• _THE PROBLEM_: Please convert the material below into a Markdown table with two columns, n for the row number and Line for the text of each line, leaving out blank lines. Begin at the line that has "Which on-screen element corresponds to the green foliage?" and stop after the line that has "[424,488,474,538]".

• _GIVEN DATA_:
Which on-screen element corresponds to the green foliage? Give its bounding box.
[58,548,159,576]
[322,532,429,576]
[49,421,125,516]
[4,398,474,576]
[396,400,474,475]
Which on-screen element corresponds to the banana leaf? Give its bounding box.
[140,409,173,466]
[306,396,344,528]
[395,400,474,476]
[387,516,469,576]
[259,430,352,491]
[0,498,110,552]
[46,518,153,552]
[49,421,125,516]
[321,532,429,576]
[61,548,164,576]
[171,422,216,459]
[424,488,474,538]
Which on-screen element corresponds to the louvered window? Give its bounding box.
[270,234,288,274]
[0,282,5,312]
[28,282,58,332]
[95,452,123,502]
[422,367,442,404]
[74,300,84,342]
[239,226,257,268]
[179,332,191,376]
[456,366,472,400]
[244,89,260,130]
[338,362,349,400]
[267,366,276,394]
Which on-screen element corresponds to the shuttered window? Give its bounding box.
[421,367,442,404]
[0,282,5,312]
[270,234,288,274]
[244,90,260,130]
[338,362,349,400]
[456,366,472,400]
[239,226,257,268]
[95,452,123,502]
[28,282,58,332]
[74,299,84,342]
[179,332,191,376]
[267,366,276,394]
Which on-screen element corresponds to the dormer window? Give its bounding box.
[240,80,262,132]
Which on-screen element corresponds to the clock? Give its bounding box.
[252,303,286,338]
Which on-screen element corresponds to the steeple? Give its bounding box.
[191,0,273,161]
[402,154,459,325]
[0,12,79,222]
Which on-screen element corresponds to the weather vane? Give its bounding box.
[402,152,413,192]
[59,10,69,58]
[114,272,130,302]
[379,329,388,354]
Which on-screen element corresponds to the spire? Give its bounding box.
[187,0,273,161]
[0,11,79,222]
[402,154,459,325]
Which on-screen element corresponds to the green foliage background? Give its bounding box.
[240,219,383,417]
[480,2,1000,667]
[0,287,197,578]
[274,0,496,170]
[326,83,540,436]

==

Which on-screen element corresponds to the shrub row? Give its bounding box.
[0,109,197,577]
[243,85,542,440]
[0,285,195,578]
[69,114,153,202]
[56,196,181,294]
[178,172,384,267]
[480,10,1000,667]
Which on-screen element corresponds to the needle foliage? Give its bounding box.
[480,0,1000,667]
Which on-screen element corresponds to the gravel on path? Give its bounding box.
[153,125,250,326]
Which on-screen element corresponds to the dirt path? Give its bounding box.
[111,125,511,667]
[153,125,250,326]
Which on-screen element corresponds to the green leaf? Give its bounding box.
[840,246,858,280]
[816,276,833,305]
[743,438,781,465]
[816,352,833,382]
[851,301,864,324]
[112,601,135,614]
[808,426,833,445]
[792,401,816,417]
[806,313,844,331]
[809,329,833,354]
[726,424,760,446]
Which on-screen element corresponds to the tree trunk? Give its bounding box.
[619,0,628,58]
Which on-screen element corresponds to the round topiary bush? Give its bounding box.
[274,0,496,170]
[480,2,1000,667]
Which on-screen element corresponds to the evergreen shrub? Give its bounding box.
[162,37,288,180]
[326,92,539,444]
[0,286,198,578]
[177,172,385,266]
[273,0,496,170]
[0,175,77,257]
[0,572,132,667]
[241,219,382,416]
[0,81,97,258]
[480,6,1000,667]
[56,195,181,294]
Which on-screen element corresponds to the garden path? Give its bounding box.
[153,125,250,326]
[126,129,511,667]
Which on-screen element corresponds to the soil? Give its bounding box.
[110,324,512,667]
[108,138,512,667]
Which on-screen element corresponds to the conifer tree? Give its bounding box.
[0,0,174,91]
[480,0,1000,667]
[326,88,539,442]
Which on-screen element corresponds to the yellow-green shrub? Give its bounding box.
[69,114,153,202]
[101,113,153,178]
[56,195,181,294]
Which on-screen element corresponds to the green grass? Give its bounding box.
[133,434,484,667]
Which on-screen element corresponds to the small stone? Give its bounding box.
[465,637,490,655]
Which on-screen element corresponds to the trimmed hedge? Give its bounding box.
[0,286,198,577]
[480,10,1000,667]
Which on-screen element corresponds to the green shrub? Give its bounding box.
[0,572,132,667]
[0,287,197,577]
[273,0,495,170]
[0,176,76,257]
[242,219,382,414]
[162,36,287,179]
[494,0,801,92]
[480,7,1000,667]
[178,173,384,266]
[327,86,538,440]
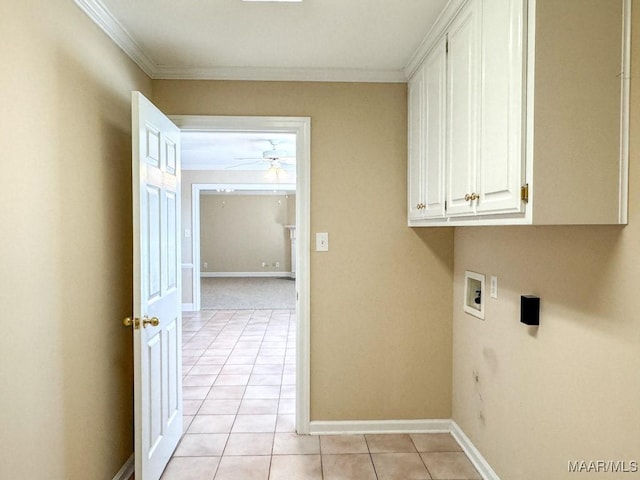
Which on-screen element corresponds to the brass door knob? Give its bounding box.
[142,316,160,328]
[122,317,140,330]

---

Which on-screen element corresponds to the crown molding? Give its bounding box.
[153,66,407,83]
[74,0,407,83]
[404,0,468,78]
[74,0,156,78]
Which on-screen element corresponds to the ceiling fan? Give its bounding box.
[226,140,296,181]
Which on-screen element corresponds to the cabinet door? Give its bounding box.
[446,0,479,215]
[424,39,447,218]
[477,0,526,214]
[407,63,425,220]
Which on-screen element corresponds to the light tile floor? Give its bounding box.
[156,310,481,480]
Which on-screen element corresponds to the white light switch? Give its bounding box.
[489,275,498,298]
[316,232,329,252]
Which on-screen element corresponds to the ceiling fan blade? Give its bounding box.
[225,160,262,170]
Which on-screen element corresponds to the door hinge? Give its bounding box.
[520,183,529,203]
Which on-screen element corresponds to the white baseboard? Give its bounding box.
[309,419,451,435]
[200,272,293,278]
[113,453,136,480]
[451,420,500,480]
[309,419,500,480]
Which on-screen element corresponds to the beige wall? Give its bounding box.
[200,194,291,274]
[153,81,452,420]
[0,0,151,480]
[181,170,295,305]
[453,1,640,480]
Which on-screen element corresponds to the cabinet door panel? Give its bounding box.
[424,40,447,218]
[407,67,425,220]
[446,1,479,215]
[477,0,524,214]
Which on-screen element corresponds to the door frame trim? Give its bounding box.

• _RESPONSE BELOW_:
| n | Line |
|---|---|
| 1 | Which on-screen element corresponds to the green foliage? Give its bounding box. |
| 2 | [58,548,159,576] |
| 3 | [322,532,429,576] |
| 4 | [49,421,125,516] |
| 5 | [4,398,474,576] |
| 6 | [396,400,474,475] |
| 7 | Which on-screen element corresponds to the banana leaf? Give its bounding box. |
| 8 | [140,409,173,466] |
| 9 | [306,396,344,528] |
| 10 | [395,400,474,476] |
| 11 | [387,516,469,576] |
| 12 | [259,430,352,491] |
| 13 | [0,498,110,552] |
| 14 | [46,518,153,552] |
| 15 | [49,421,125,516] |
| 16 | [321,532,429,576] |
| 17 | [61,548,164,576] |
| 18 | [171,422,216,459] |
| 19 | [424,488,474,538] |